### Description of the task
Omit every picture and write out the rest of the records exactly.

Dataset entries:
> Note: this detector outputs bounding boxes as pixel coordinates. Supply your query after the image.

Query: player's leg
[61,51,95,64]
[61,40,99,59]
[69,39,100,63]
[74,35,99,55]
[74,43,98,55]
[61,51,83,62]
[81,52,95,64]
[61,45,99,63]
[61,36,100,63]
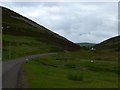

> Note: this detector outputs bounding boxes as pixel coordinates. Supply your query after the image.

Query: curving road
[2,53,54,88]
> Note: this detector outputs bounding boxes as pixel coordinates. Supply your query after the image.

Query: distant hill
[94,36,120,51]
[77,43,96,47]
[2,7,81,60]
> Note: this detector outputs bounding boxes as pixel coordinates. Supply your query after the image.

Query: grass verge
[21,56,118,88]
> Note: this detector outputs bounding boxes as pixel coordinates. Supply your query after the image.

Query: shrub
[68,72,83,81]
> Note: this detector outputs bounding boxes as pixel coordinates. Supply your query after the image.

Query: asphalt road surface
[2,53,54,88]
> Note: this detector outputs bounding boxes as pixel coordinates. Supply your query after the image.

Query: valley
[1,6,119,88]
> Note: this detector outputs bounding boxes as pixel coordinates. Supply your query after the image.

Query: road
[2,53,54,88]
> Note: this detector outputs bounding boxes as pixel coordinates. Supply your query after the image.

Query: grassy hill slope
[2,7,80,60]
[94,35,120,51]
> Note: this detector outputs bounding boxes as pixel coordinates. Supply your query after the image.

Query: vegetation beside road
[2,7,80,60]
[3,34,54,60]
[22,51,118,88]
[2,6,119,88]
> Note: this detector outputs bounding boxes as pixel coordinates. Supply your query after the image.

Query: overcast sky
[0,2,118,43]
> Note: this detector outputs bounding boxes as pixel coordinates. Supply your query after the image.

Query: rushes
[68,71,83,81]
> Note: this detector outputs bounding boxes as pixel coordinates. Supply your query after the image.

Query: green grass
[33,51,119,72]
[2,35,54,60]
[2,7,80,60]
[3,35,38,43]
[68,71,84,81]
[2,7,119,88]
[21,51,118,88]
[22,60,118,88]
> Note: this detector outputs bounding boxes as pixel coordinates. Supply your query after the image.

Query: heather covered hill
[94,35,120,51]
[2,7,80,60]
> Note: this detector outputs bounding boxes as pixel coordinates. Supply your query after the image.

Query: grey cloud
[1,2,40,7]
[1,2,118,43]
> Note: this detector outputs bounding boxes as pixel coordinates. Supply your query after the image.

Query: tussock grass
[22,60,118,88]
[68,71,83,81]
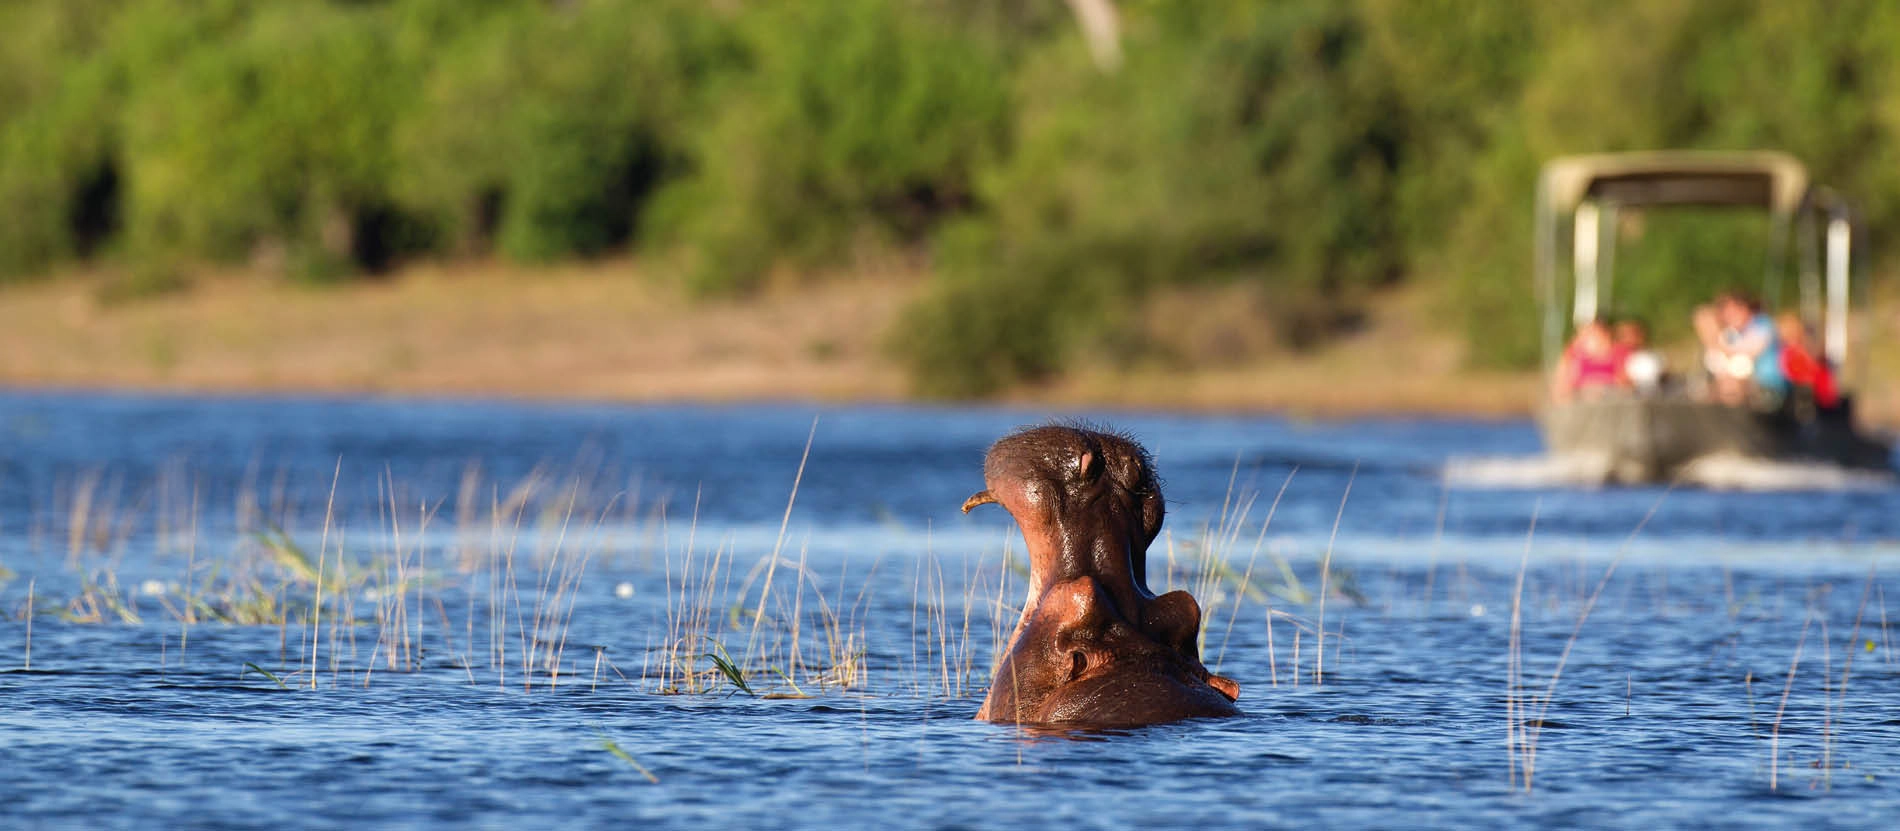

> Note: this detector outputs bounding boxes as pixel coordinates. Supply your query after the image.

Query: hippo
[962,425,1240,727]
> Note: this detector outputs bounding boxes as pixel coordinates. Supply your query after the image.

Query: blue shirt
[1739,313,1786,392]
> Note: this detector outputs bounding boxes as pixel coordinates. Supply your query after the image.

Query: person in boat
[1552,319,1626,403]
[1613,317,1664,395]
[1697,290,1786,406]
[1776,312,1839,410]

### Solution to this problem
> Note: this detector outputs bounding boxes as pixel coordinates. Supply your query after the image.

Query: player's leg
[61,51,95,64]
[61,40,99,59]
[69,39,100,63]
[74,35,99,55]
[74,43,98,55]
[61,51,83,62]
[81,52,95,64]
[61,45,99,63]
[61,36,100,63]

> Note: this detector outputs bounding boxes as pixel coordinates. Supply your query after the image.

Query: curving road
[2,53,54,88]
> Note: this detector outputs bounding boxes as pixel coordinates. Supply your query after the image.

Query: distant hill
[94,36,120,51]
[77,43,96,47]
[2,7,81,60]
> Note: this detector outputs bounding boxes as pixel coordinates. Supply your query after the image.

Query: grass verge
[21,56,118,88]
> Note: this detector outputs bounding boxes as pixel coordinates. Supply your query after the image.

Query: shrub
[68,72,83,81]
> Note: this detector outputs bounding boxes as pixel coordinates. Supply your query after the image.

Query: asphalt road surface
[2,53,54,88]
> Note: this detector outputs bounding boxes as pixel coordinates. Supply your query after the image.

Query: valley
[1,6,119,88]
> Note: this detector outputs bounding boxes as pixel coordinates. Supply your query after the image.

Query: road
[2,53,54,88]
> Note: this detector outputs bounding boxes as pixel coordinates. Supply your query after the image.

Query: grassy hill slope
[2,7,80,60]
[94,35,120,51]
> Note: this detector outputs bounding boxes as pixel coordinates. Supply your query after the image.

Query: vegetation beside road
[2,7,80,60]
[3,34,54,60]
[22,51,118,88]
[2,6,119,88]
> Note: this detector outputs bounding boxes as pixel coordinates. Supply your query after the image.

Query: overcast sky
[0,2,118,43]
> Note: this detector outputs bounding boxes as pixel coordinates. Supply your query after the image.

Query: rushes
[68,71,83,81]
> Note: this detector outputs bounding boxes as pixel coordinates. Supply your query after the image.

Query: green grass
[33,51,119,72]
[2,35,54,60]
[2,7,80,60]
[3,35,38,43]
[68,71,84,81]
[2,7,119,88]
[21,51,118,88]
[22,60,118,88]
> Note: this detector outputs bounding boxes as pixel coordinates. Supply your query after the image.

Query: heather covered hill
[94,35,120,51]
[2,7,80,60]
> Note: this detector outputs bounding boxes as pixel coordinates. Supply your query after the image.

Query: grey cloud
[1,2,40,7]
[1,2,118,43]
> Note: this detector outputs bounding boxes as pixel coordinates. Supply your query after the image.

Query: tussock grass
[22,60,118,88]
[68,71,83,81]

> Note: this detector outputs bounding boxes as pixel coordinates. Supply your query after the image.

Query: hippo
[962,425,1240,727]
> Note: this detector outputs bounding boxes as pixel coordinates. Supply your query after the image.

Query: blue shirt
[1739,313,1786,392]
> Note: this detector outputs bounding boxes as pixel coordinates. Supply your query after the image.

Query: person in boat
[1552,319,1626,403]
[1613,317,1664,395]
[1697,290,1786,406]
[1776,312,1839,410]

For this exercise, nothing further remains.